AIM
Nothing but the lines from the one that contains "the man walking." through the end of the listing should appear, set down exactly.

INPUT
────

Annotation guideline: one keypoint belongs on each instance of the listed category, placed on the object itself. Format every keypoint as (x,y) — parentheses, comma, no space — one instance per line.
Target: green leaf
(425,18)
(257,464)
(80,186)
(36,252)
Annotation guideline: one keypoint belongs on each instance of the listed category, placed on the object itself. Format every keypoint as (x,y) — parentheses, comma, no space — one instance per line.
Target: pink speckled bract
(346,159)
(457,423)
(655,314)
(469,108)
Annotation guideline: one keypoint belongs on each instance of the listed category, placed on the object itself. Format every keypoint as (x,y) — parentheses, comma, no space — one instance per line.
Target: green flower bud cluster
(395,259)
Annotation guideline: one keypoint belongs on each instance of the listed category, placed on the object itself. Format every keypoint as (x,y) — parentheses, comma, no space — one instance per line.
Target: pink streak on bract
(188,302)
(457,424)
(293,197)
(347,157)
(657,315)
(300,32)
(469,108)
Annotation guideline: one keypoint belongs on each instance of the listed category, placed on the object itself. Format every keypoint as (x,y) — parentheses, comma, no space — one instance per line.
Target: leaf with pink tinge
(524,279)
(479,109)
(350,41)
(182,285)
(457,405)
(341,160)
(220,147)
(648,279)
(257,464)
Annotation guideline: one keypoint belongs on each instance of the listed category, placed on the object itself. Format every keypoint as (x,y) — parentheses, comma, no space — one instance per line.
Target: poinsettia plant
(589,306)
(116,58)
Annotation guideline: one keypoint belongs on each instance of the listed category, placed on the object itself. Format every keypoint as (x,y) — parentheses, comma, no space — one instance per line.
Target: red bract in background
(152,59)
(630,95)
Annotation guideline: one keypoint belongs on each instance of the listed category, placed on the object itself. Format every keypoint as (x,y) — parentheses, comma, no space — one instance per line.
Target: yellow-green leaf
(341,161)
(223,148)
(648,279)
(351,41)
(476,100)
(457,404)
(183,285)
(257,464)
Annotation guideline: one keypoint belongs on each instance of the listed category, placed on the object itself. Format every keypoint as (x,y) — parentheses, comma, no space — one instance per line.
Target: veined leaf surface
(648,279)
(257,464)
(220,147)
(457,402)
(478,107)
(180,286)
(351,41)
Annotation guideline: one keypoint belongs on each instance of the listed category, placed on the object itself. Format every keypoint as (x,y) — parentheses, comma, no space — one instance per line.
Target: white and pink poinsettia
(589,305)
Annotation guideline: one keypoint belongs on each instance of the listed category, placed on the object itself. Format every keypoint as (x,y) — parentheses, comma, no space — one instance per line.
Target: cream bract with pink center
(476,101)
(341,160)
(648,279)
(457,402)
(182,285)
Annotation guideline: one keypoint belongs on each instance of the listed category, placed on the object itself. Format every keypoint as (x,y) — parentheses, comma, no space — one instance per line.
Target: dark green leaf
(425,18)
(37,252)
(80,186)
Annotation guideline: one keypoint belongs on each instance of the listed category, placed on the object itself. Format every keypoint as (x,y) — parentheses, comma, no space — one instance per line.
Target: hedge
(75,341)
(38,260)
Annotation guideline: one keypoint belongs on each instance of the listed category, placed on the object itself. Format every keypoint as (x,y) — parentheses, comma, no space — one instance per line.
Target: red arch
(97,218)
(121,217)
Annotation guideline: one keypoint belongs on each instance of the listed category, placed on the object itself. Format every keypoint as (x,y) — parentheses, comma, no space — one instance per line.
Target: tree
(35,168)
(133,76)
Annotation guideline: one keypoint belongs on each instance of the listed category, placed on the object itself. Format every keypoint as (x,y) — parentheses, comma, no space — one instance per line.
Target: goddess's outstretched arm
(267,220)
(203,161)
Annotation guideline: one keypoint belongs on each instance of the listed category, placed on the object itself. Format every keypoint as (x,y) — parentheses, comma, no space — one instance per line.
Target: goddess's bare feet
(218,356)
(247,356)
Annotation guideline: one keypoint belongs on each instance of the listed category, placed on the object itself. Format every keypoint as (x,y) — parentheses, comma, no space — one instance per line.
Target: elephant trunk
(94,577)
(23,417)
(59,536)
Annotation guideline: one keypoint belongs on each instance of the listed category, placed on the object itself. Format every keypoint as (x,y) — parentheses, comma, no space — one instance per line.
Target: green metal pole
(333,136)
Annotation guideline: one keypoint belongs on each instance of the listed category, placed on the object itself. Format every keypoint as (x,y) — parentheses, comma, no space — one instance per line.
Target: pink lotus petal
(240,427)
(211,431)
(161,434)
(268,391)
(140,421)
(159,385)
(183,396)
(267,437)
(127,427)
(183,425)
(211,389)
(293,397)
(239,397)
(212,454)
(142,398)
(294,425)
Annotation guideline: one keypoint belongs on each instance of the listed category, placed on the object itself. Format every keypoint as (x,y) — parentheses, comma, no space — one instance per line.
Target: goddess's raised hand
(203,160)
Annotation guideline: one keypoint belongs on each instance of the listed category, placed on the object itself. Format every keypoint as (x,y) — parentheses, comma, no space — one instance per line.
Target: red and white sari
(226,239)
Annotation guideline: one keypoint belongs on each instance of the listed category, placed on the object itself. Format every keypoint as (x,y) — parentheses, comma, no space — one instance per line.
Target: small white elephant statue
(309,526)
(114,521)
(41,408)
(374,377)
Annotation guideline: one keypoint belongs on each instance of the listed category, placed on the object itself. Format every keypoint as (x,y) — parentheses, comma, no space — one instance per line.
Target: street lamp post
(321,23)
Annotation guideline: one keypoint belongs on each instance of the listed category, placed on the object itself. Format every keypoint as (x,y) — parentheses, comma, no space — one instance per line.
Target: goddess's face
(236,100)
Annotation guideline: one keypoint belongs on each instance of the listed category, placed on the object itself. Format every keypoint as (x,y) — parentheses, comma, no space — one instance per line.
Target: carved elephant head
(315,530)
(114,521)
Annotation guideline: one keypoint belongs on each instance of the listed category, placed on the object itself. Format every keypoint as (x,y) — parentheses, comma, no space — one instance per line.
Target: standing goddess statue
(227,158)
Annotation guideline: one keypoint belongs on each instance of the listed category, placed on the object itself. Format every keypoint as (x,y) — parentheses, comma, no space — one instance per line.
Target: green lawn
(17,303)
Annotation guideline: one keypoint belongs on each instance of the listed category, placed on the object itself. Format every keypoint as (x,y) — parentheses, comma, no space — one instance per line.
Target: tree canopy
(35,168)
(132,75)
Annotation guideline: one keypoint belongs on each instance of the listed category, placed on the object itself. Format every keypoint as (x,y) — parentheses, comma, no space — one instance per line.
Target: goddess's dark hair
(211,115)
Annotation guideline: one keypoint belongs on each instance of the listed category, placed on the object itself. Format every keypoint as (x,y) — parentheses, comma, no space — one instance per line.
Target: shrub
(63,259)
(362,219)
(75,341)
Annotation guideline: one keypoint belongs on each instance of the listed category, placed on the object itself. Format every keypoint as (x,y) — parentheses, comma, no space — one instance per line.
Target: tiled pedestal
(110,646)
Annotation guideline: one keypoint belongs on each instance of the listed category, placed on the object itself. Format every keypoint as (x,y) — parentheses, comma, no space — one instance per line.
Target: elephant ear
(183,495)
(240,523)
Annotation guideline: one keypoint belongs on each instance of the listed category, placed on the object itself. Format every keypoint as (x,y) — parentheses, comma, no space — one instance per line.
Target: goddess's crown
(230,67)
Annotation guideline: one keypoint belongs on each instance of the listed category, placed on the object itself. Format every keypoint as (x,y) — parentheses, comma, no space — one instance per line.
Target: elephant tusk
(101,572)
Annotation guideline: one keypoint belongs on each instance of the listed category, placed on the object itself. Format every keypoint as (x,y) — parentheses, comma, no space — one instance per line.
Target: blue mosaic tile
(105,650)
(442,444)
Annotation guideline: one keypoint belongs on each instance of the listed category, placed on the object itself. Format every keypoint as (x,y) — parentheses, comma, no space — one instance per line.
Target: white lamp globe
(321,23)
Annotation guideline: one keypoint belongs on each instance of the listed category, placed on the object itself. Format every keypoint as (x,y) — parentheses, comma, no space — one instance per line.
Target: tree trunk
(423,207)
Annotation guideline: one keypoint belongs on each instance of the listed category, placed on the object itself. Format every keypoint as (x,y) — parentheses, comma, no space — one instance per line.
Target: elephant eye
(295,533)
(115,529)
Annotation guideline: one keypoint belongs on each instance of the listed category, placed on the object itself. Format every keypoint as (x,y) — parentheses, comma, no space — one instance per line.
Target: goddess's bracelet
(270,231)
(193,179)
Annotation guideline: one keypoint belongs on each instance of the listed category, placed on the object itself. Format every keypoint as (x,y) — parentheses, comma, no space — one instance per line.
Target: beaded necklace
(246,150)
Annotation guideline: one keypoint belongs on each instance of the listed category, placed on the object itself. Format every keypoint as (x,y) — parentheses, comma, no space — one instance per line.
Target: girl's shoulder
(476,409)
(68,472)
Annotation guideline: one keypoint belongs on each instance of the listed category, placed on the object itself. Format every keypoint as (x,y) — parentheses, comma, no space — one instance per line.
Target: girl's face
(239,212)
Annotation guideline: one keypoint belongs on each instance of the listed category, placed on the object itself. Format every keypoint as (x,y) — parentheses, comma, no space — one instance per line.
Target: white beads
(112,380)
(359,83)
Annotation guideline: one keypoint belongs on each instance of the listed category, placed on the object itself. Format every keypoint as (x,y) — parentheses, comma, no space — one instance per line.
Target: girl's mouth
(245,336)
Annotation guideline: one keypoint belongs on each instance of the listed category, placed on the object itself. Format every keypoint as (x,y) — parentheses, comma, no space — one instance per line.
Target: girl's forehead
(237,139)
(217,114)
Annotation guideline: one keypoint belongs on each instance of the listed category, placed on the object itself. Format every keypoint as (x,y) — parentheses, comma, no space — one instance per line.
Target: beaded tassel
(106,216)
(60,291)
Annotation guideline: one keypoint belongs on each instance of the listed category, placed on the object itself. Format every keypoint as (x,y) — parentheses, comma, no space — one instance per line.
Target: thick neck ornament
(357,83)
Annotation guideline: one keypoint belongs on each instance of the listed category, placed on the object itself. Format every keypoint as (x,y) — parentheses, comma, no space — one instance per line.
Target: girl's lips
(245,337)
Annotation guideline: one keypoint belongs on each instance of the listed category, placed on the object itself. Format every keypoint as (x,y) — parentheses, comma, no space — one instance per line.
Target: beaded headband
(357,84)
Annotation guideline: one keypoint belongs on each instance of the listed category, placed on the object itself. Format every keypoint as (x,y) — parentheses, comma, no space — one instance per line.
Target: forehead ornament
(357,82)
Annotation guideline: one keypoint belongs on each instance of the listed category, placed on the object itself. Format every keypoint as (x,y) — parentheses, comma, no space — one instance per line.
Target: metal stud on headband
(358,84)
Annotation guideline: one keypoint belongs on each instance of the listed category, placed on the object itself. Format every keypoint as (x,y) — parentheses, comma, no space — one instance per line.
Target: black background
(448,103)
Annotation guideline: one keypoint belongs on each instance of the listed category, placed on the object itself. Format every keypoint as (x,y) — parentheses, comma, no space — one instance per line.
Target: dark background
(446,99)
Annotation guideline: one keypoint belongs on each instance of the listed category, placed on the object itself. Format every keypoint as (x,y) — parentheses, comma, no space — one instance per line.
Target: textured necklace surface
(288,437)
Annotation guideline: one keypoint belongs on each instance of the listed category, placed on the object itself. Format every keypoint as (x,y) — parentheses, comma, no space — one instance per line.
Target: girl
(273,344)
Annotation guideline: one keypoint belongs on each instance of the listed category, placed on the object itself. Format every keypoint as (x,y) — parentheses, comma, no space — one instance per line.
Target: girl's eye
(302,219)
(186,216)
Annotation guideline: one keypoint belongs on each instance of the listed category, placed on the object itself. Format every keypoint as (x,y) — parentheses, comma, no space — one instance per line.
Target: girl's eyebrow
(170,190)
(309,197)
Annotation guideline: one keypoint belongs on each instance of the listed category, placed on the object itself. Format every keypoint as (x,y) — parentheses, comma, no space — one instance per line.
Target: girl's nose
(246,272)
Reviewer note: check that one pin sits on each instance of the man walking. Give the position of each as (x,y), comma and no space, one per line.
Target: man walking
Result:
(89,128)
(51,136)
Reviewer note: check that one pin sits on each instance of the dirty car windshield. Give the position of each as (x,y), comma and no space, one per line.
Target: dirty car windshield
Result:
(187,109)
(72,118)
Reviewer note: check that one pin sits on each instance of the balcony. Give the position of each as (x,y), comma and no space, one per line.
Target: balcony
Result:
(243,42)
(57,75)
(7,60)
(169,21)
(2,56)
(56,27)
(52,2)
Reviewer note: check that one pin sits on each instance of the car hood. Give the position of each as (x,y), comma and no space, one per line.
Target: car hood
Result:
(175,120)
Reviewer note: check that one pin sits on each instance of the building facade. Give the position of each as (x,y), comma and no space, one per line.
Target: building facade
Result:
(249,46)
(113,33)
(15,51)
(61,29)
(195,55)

────

THE ANSWER
Reviewer note: check that one pin sits on each instance of the man walking. Give the position of each as (x,y), comma and no space, one per line.
Target: man walking
Result:
(89,128)
(51,136)
Reviewer note: check that one pin sits on each instance of the dirty car windshield. Give the position of each as (x,y), comma and no space, one per line.
Target: dirty car windshield
Result:
(187,109)
(72,118)
Reviewer note: check that one pin sits on each instance of the balcony. Give the position of each as (x,y), comma and no space, one per line.
Target: balcony
Result:
(243,42)
(57,75)
(7,60)
(169,21)
(2,56)
(56,27)
(52,2)
Reviewer note: check that one pin sits on each instance of the car hood. Give the position of each as (x,y), comma and no space, one per line.
Target: car hood
Result:
(175,120)
Reviewer note: check that one pin sits on each instance of the building facade. Give the position of each as (x,y), comma and no space, one per line.
Target: building facade
Result:
(249,46)
(113,33)
(15,51)
(61,29)
(195,55)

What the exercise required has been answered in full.